WHAT TO DO:
Find each line below that contains the word "distant" and copy that line in full. Count only matches with the same capitalization.

━━━ RECORDS SUPPLIED ━━━

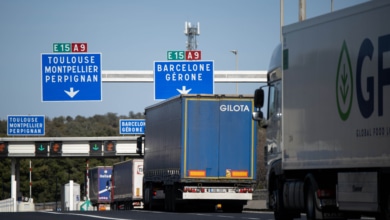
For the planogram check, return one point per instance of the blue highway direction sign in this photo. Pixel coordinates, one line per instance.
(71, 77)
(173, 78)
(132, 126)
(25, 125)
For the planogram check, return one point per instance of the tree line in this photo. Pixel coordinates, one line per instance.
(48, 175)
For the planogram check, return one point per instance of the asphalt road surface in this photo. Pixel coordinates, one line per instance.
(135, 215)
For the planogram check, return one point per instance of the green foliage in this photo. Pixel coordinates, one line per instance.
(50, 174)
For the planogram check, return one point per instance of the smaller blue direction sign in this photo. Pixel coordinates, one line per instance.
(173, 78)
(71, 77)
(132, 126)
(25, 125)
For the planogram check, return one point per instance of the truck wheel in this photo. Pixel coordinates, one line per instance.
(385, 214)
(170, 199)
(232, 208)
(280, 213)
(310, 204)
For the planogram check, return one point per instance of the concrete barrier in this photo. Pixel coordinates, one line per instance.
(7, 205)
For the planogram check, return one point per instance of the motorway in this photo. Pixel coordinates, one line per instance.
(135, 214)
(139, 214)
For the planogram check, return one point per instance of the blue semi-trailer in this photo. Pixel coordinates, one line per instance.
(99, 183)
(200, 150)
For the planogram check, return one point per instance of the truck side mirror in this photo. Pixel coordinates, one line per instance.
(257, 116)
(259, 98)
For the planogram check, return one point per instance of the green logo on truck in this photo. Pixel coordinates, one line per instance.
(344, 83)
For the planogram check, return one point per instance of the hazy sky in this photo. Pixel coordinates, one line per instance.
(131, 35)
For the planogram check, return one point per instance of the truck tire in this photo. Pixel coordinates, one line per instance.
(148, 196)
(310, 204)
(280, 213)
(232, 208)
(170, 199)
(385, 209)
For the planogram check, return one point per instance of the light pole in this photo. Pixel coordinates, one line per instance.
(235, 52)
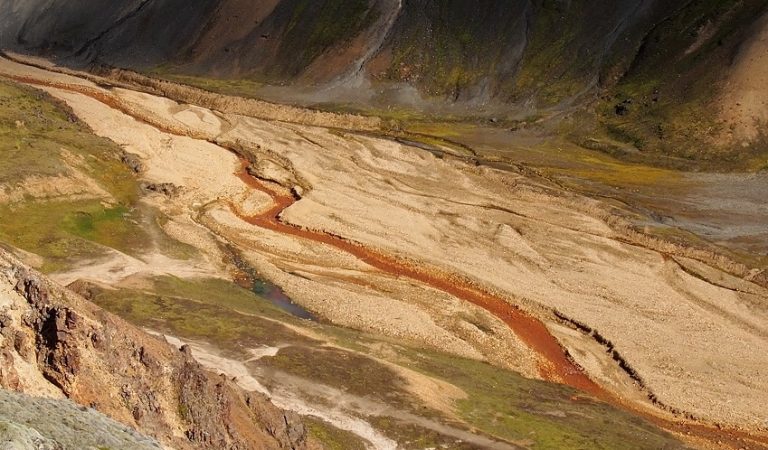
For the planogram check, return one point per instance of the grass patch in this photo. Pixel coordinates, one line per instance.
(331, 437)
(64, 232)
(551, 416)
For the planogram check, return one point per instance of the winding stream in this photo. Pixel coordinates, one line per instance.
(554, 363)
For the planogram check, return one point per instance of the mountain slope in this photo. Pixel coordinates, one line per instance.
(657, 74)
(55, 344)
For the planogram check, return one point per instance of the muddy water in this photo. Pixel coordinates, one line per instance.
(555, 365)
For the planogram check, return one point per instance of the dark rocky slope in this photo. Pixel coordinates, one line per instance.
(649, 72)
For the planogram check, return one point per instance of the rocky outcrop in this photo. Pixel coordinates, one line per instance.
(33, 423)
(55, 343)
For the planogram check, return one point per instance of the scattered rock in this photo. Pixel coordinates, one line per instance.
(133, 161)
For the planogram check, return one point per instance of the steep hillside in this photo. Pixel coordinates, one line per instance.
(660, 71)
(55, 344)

━━━
━━━ RECORDS SUPPLIED ━━━

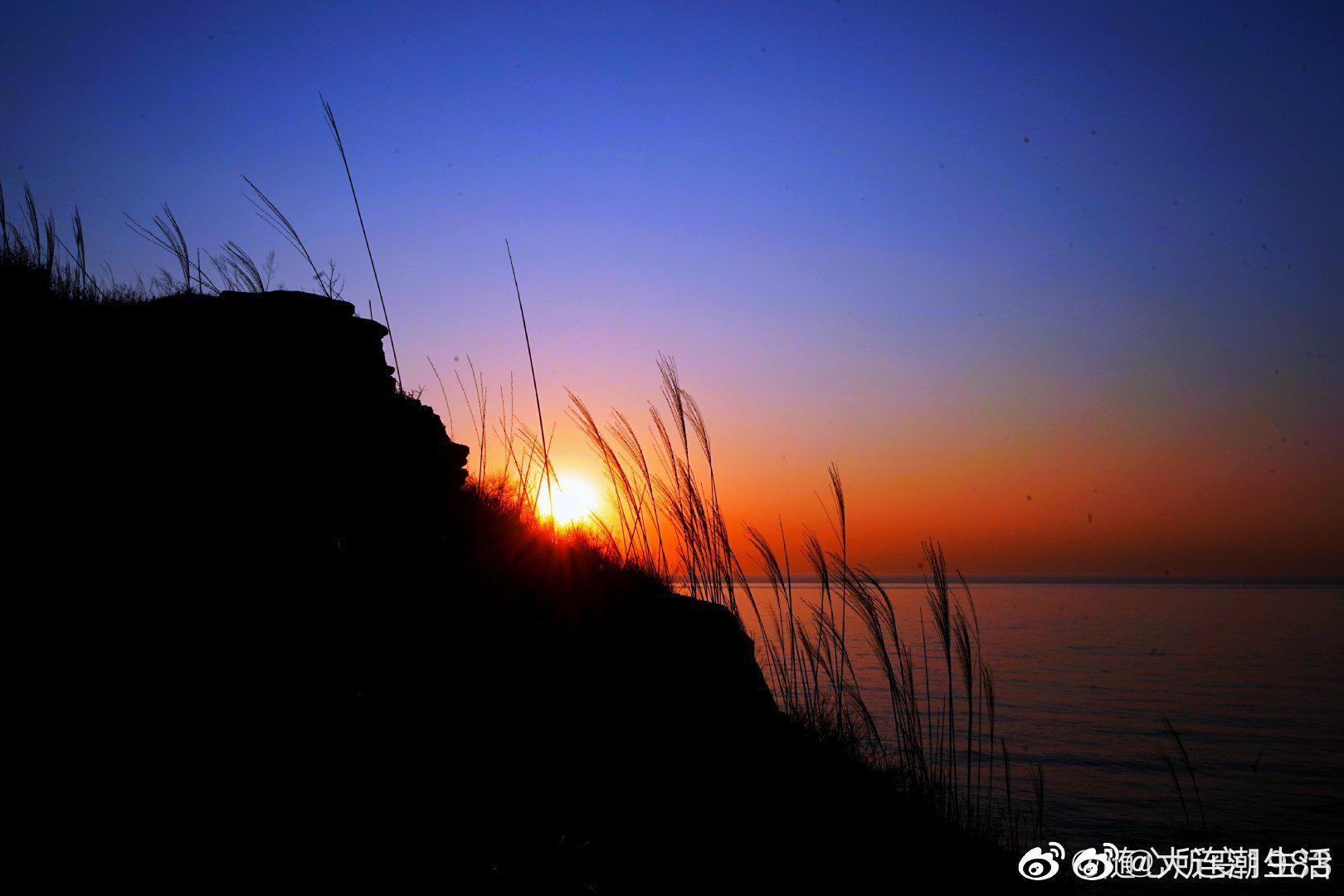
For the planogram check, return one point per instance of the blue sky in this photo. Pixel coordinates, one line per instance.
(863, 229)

━━━
━━━ RECORDS SUPPLIED ━━━

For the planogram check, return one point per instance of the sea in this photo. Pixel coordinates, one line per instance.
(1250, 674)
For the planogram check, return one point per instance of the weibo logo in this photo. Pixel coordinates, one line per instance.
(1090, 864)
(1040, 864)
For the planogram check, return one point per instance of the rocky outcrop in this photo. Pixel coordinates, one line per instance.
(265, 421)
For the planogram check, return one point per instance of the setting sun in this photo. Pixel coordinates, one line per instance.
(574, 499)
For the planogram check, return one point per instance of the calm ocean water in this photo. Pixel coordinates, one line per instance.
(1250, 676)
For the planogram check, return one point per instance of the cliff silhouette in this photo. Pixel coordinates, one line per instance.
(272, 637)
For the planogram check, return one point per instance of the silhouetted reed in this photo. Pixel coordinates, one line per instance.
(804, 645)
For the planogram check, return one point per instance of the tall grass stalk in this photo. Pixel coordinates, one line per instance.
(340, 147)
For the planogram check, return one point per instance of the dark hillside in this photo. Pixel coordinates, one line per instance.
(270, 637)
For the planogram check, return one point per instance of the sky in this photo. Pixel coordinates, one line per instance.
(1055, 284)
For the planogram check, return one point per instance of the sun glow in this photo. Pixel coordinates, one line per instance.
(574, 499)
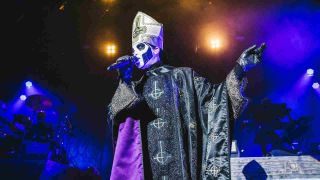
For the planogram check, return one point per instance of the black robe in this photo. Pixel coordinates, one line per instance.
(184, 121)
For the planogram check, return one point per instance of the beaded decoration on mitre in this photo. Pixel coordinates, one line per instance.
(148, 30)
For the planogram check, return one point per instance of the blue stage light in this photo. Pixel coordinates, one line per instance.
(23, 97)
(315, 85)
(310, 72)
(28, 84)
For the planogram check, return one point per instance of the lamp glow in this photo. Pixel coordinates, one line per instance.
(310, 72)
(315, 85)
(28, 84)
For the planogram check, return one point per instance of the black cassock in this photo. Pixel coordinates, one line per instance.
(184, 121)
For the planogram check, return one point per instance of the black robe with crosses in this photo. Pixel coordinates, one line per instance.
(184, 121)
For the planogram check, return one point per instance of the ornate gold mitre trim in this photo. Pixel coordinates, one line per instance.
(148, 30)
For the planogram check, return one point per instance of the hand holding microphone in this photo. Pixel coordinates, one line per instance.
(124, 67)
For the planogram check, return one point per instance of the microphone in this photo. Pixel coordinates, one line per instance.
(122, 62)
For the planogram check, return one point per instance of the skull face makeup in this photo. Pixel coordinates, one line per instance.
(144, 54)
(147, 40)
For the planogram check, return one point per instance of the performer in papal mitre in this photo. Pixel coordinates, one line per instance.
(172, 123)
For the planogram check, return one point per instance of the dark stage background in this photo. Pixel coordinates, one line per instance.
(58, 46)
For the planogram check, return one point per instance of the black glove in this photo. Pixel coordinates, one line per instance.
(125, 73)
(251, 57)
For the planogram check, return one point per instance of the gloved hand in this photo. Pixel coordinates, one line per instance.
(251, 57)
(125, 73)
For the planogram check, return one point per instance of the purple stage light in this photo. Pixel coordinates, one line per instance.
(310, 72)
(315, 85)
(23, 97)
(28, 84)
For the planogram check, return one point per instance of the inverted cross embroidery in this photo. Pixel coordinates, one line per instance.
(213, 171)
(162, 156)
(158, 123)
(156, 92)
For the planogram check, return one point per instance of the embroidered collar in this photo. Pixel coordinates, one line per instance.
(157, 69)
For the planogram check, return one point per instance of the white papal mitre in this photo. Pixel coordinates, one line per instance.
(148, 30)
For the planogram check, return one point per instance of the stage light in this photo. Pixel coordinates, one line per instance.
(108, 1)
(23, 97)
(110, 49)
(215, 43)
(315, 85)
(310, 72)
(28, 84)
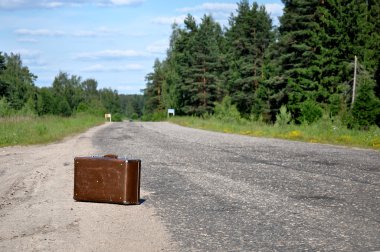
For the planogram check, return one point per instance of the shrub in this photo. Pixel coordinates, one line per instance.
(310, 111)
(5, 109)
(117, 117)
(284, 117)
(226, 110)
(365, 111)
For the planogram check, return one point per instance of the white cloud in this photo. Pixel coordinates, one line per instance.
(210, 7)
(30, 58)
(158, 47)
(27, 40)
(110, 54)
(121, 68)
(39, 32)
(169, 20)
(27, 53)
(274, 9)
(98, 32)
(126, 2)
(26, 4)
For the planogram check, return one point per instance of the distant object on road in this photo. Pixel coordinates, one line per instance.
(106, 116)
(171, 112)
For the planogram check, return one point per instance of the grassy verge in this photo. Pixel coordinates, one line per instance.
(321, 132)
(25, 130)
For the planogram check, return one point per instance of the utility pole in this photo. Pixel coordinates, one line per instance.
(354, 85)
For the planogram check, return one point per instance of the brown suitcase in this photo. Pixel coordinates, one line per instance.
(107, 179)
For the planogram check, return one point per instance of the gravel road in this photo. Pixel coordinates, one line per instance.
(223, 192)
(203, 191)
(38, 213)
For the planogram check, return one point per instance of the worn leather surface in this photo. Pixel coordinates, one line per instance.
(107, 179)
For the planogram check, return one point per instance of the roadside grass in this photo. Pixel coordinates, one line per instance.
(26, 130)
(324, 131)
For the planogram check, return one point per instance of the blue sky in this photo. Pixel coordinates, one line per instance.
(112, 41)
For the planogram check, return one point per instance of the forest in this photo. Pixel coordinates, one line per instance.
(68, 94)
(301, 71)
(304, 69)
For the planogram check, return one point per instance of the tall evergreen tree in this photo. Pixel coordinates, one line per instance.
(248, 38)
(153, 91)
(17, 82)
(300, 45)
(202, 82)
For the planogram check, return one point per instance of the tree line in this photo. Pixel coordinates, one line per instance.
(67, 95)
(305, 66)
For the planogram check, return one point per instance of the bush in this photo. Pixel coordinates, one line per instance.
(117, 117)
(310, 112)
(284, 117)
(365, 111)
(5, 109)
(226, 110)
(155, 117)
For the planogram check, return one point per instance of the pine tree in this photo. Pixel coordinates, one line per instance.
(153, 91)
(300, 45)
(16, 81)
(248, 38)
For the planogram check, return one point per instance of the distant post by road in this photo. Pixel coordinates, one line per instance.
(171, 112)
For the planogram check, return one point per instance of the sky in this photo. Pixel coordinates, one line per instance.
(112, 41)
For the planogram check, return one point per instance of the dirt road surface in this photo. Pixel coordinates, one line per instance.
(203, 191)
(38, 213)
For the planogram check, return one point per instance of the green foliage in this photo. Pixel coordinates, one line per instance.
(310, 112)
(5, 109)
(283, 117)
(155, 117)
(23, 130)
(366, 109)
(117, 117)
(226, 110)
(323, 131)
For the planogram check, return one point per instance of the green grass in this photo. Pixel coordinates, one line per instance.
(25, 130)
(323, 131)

━━━

RESULT:
For the planogram check, return one point per instance of the distant object on road in this photo. Pixel coordinates, one line per instance.
For the planogram check, return one point per instance of the distant post by road in this photo. Pixel coordinates, one line per instance.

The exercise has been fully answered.